Copy out exactly each line from the line with "target | large display screen" through the last line of the material below.

[Dataset extract]:
-----

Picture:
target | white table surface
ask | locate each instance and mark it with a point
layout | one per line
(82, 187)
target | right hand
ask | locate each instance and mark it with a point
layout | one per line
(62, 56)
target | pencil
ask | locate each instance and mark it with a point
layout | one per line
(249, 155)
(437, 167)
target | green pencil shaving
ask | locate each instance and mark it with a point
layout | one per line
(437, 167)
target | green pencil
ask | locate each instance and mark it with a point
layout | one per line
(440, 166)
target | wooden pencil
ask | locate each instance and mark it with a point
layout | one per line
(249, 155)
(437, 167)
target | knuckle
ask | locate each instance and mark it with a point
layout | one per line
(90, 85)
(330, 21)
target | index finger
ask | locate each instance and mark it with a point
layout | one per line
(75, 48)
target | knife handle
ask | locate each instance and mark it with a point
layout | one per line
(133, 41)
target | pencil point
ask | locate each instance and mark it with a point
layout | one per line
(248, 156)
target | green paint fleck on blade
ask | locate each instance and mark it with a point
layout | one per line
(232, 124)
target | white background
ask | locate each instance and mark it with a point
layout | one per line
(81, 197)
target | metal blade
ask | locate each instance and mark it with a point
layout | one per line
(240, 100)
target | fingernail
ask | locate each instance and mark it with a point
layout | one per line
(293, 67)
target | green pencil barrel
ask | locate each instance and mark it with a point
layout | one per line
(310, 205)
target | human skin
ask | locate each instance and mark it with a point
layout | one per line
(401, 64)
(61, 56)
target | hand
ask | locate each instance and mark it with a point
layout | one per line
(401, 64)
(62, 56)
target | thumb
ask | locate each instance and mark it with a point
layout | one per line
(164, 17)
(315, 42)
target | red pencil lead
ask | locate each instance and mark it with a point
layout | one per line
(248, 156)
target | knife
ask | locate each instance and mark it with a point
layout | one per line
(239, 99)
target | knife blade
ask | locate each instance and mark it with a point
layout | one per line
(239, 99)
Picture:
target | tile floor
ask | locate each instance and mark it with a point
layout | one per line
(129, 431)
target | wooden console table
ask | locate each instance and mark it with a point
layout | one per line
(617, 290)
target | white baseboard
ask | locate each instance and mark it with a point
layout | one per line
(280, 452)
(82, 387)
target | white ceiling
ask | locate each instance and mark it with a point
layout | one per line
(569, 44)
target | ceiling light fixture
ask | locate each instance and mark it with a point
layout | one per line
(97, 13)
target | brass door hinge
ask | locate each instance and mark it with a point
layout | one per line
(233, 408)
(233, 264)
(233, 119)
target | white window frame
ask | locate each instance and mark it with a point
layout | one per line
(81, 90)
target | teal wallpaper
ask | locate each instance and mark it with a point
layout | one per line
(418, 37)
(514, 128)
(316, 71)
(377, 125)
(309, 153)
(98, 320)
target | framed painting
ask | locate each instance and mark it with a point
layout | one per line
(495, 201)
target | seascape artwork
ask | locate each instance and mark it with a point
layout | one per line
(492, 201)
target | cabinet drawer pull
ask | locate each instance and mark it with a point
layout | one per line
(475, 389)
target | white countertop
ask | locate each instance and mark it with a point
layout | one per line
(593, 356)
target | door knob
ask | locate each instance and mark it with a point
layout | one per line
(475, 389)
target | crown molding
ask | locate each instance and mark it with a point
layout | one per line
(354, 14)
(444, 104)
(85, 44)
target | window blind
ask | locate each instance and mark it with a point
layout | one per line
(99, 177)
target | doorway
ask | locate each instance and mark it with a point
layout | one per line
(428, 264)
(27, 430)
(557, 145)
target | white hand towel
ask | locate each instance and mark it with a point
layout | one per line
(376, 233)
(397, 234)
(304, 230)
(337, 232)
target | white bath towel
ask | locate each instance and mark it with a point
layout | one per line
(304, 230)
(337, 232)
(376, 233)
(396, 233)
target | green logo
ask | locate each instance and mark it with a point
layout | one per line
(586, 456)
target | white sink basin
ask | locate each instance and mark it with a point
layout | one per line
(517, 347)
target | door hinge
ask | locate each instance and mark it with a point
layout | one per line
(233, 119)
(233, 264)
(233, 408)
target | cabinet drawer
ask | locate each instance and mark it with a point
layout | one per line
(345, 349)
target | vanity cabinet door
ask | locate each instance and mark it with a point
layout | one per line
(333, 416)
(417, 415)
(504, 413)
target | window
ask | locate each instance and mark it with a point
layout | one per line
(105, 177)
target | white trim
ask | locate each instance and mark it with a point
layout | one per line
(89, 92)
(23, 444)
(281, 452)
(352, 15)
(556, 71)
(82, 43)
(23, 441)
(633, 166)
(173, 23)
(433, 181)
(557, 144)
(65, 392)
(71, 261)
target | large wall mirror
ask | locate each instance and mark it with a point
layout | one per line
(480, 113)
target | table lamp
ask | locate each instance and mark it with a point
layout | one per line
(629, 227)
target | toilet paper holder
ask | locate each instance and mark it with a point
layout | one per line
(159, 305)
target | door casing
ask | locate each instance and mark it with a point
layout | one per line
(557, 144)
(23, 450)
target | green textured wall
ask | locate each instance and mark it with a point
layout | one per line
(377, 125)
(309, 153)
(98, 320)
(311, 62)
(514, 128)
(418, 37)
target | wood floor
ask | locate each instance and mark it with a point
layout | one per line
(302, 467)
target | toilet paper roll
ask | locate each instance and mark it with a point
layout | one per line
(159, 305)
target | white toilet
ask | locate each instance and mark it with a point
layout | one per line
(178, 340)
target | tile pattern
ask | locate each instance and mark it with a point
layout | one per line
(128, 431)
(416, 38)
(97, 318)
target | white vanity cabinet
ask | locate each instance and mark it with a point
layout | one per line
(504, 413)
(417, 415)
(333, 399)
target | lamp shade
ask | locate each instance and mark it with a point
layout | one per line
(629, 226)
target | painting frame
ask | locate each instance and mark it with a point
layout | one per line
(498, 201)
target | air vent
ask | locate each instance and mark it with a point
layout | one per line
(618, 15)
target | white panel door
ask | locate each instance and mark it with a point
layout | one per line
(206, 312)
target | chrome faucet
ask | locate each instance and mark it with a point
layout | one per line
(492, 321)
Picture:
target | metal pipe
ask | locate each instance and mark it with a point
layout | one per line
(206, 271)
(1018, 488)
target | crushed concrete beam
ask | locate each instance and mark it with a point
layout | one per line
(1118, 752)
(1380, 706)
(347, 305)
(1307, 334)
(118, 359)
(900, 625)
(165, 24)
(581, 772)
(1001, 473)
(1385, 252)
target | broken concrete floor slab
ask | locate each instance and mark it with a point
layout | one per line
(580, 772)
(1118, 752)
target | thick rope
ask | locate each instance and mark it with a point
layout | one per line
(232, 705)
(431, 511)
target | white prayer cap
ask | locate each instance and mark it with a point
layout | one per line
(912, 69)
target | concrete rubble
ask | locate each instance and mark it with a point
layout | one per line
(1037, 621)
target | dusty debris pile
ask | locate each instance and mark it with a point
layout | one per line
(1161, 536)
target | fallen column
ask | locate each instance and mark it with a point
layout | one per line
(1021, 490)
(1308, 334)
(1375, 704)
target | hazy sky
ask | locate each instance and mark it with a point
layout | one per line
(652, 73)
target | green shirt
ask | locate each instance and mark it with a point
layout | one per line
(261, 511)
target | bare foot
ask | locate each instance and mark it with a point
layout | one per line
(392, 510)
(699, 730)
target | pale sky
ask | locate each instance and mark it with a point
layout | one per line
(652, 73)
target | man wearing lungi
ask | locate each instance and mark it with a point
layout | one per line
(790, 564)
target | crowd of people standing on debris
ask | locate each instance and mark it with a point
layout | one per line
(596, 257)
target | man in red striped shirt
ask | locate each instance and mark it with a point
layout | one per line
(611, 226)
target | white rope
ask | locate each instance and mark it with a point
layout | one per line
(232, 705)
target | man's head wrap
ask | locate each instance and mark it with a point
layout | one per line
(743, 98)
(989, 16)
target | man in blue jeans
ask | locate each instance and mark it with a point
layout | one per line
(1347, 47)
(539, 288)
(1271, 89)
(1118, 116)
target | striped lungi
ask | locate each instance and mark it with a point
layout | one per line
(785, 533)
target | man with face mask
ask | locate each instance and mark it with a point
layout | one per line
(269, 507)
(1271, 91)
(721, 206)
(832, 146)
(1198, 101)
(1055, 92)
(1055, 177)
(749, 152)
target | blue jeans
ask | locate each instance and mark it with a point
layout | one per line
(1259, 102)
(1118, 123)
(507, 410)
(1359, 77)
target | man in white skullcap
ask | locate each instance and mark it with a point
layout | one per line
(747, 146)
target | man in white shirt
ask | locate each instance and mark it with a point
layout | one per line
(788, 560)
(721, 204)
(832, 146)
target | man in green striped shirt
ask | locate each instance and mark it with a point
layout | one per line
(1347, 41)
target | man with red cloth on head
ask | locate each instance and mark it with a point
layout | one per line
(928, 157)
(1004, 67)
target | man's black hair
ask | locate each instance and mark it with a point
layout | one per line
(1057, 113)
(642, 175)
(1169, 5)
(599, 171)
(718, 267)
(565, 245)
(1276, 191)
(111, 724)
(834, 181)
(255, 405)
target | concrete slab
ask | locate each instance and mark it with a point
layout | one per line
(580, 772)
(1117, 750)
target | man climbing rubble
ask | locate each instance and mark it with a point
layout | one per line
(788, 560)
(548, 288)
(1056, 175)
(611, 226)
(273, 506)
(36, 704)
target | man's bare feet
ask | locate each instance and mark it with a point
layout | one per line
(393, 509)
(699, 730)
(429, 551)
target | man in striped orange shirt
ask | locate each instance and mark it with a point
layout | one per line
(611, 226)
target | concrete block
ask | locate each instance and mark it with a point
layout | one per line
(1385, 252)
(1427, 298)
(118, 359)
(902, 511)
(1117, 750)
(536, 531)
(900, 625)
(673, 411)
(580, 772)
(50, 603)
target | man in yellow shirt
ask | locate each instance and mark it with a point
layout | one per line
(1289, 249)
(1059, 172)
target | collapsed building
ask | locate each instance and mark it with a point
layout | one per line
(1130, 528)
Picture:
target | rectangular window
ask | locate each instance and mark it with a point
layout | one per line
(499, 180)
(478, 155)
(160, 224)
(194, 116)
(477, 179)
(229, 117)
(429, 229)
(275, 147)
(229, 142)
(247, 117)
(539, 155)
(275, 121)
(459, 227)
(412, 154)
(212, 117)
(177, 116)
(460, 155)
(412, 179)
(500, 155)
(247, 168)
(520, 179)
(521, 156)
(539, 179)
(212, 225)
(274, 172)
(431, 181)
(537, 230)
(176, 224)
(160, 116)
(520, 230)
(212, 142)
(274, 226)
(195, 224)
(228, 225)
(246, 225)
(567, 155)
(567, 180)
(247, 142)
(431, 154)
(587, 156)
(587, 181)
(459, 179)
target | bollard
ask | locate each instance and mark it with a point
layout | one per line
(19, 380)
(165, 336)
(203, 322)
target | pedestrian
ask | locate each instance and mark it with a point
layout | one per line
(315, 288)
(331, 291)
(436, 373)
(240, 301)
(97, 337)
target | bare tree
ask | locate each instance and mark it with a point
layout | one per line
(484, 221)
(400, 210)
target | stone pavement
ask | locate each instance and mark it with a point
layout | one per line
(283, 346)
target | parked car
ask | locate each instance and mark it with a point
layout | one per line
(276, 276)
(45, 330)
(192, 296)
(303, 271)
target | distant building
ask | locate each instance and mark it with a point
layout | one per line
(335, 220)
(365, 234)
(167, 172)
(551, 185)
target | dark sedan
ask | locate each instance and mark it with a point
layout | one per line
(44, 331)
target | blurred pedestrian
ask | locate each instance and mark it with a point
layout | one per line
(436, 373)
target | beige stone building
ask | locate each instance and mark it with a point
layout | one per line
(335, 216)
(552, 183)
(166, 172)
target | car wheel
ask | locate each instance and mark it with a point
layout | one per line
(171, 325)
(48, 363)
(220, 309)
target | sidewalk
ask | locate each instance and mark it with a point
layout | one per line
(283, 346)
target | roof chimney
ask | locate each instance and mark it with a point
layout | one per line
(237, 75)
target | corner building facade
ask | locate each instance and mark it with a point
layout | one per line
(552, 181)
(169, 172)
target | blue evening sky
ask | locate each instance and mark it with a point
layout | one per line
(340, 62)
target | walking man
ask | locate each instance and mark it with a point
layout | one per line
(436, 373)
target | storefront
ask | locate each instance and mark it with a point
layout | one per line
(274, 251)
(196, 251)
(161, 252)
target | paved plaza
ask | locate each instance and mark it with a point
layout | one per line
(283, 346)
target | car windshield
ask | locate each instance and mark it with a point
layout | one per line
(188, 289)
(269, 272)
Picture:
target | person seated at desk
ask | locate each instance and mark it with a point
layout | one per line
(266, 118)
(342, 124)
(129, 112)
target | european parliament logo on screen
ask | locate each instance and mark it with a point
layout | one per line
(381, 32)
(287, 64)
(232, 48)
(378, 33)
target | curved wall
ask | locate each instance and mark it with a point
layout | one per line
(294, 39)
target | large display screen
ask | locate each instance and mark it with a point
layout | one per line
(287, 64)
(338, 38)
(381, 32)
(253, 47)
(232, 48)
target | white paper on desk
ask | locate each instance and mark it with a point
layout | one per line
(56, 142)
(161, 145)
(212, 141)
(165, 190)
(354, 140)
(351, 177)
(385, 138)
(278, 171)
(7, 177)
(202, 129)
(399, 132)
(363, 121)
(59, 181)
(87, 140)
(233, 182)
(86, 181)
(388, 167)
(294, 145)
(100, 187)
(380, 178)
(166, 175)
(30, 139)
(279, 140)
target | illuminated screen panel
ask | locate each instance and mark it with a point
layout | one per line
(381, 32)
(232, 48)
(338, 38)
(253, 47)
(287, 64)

-----

[Written response]:
target | large display screen
ask | locate each instance and mark it with a point
layout | one per line
(287, 64)
(338, 38)
(381, 32)
(253, 47)
(232, 48)
target | white paper on desk
ask | locate each instance and mark it with a point
layout | one per line
(56, 142)
(161, 145)
(212, 141)
(165, 190)
(354, 140)
(351, 177)
(385, 138)
(278, 171)
(7, 177)
(202, 129)
(399, 132)
(363, 121)
(59, 181)
(87, 140)
(233, 182)
(86, 181)
(388, 167)
(294, 145)
(100, 187)
(380, 178)
(166, 175)
(30, 139)
(279, 140)
target | illuminated screen panel
ask | locate each instance and mark it with a point
layout | one per line
(381, 32)
(232, 48)
(338, 38)
(253, 47)
(287, 64)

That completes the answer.